Problem statement >>
Repeat every line of the data verbatim.

#### Material for this exercise

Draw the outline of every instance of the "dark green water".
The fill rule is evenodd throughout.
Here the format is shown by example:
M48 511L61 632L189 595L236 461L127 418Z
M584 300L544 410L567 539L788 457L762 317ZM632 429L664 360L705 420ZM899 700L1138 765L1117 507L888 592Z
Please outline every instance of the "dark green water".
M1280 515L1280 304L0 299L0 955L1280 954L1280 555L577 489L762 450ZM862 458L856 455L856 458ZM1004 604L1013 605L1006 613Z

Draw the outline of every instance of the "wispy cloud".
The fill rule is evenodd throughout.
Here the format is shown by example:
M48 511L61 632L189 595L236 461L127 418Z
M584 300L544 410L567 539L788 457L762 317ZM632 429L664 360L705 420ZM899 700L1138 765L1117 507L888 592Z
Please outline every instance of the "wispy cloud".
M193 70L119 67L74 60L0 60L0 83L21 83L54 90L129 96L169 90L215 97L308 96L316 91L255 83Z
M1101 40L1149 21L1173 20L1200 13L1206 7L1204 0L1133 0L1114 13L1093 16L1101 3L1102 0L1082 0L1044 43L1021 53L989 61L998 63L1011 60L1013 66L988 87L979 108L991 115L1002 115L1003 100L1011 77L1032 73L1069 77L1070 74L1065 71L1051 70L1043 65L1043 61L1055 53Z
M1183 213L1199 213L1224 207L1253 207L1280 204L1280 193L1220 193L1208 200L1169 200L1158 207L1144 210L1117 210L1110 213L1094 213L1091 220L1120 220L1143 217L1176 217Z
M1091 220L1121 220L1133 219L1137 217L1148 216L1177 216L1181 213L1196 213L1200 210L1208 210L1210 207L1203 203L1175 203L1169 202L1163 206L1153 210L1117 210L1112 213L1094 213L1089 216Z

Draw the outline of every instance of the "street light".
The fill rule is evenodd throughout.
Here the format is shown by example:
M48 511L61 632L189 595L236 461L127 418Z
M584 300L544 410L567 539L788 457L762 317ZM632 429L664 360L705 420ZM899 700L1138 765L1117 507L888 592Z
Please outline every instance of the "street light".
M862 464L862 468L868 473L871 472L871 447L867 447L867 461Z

########

Exercise solution >>
Draw the outline of every instance of the "dark green water".
The fill rule is evenodd throughout.
Here the format is shown by example:
M48 511L61 632L189 595L236 461L127 418Z
M584 300L544 410L567 539L788 457L762 317ZM632 429L664 360L705 420ZM899 700L1138 765L1117 507L888 592Z
Please outline every instance of the "dark green water".
M1280 515L1280 304L0 299L0 955L1280 954L1280 555L577 489L762 450ZM862 458L856 455L856 458ZM1004 604L1013 605L1006 613Z

Draw the outline of every instance of the "wispy cloud".
The fill rule is evenodd throughout.
Here the format is shown by example:
M48 511L61 632L189 595L236 461L127 418Z
M584 300L544 410L567 539L788 457L762 317ZM632 429L664 360L705 420ZM899 700L1138 765L1117 507L888 592Z
Please outline every instance of the "wispy cloud".
M193 70L119 67L74 60L0 60L0 83L21 83L54 90L129 96L169 90L215 97L308 96L316 91L255 83Z
M1101 40L1149 21L1173 20L1200 13L1206 7L1204 0L1133 0L1114 13L1093 16L1101 3L1102 0L1082 0L1044 43L1021 53L989 61L998 63L1011 60L1013 66L988 87L979 108L991 115L1002 115L1003 100L1011 77L1032 73L1069 77L1070 74L1065 71L1051 70L1043 65L1043 61L1055 53Z
M1183 213L1199 213L1224 207L1253 207L1280 204L1280 193L1220 193L1208 200L1169 200L1158 207L1144 210L1117 210L1110 213L1094 213L1091 220L1120 220L1143 217L1176 217Z
M1091 220L1121 220L1133 219L1137 217L1148 216L1177 216L1181 213L1196 213L1200 210L1208 210L1210 207L1203 203L1175 203L1169 202L1163 206L1153 210L1117 210L1112 213L1094 213L1089 216Z

Draw the outline of every instance of the "street light".
The fill rule is evenodd throughout.
Here the format is shown by example:
M48 511L61 632L189 595L236 461L127 418Z
M584 300L544 410L567 539L788 457L762 317ZM632 429L664 360L705 420ZM899 700L1138 765L1117 507L888 592Z
Please outline every instance of the "street light".
M862 464L862 468L868 473L871 472L871 447L867 447L867 461Z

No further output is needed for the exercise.